::: QUOTED TEXT :::

W3C home > Mailing lists > Public > www-international@w3.org > October to December 2003

Re: [i18n-prog] RE: [Fwd: Solaris box with ja as locale supports Roman numbers, Circled numbers in Japanese strings]

From: by way of Martin Duerst <Xueming.Shen@Sun.COM>
Date: Tue, 11 Nov 2003 17:41:10 -0500
Message-Id: <4.2.0.58.J.20031111174103.05ad5dd8@localhost>
To: www-international@w3.org




Steve,

They are "NEC Row 13" characters which are NOT part of jisx-x-208 but 
supported by
different vendors for "compability" reason. See man eucJP on  Solaris
for details. Windows
also have them mapped to their sjis's Row89-92.

regards,

sherma


Steve Billings wrote:

>Ienup:
>
>[I think i18n-prog may be more appropriate for this discussion that
>www-international; can we move this discussion to i18n-prog?]
>
>
>
>>Many Roman numerals and circled numbers are a part of JIS X 0208
>>
>I don't see them in the Unicode 4.0 JIS mapping tables (that's the latest
>version I happen to have at my fingertips). Do you know their Unicode or JIS
>codepoints?
>
>When I enter circle-1 from my Windows 2000 Japanese IME (choosing the
>circled-1 character from the list of choices presented for "ichi") into a
>text file (notepad), and save it as Unicode, it saves the Unicode character
>U+2460. This Unicode character does not appear in any of the Unicode 4.0 JIS
>mappings: JIS0201.txt, JIS0208.txt, JIS0212.txt, or SHIFTJIS.txt (Unicode
>4.0 CD: \Mappings\EASTASIA\JIS). (To find a mapping for it, you need to go
>to \Mappings\VENDORS\Microsoft\WINDOWS\CP932.txt.)

::: SUPPLIED MATERIAL :::

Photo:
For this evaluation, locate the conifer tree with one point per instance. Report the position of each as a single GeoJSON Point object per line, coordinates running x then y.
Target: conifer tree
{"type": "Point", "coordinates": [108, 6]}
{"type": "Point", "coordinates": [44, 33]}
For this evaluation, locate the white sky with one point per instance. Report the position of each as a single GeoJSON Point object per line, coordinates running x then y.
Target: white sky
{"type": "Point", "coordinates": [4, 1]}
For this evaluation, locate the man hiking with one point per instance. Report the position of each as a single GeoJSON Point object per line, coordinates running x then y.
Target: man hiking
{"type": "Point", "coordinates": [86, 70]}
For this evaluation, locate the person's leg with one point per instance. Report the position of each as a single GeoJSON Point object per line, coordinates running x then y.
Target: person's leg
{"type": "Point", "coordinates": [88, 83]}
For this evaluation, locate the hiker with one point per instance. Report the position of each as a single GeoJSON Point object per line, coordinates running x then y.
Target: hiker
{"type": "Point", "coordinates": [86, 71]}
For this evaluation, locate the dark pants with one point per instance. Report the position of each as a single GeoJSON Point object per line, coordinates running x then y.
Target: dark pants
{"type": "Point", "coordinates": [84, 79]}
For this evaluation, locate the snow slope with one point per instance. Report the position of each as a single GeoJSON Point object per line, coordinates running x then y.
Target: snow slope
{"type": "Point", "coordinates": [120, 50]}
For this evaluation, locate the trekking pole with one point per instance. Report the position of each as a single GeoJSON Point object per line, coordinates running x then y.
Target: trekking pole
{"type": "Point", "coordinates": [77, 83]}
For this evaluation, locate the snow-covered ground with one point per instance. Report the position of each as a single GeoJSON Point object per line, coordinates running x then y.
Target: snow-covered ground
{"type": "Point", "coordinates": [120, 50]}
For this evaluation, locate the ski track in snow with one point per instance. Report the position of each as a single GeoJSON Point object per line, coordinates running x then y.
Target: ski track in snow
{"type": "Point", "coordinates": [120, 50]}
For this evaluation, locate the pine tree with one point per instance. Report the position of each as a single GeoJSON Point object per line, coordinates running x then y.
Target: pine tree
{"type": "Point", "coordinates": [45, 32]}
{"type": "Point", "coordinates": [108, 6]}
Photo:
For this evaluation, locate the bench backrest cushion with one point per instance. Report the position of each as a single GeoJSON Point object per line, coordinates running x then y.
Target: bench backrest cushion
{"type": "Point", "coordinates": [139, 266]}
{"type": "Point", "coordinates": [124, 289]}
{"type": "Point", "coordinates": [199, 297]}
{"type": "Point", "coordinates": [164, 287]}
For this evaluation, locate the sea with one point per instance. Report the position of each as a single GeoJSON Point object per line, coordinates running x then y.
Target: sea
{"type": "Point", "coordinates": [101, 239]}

:::

**TASK TO COMPLETE**
Answer these questions on the mailing-list message:
(a) What name does the reply give to the Roman numerals and circled numbers under discussion?
(b) Which Unicode character is saved when circle-1 from the Windows 2000 Japanese IME is entered in notepad and saved as Unicode?
(c) In which file does the message say a mapping for that character can be found?

**RESULT FOR THIS TASK**
(a) "NEC Row 13" characters
(b) U+2460
(c) \Mappings\VENDORS\Microsoft\WINDOWS\CP932.txt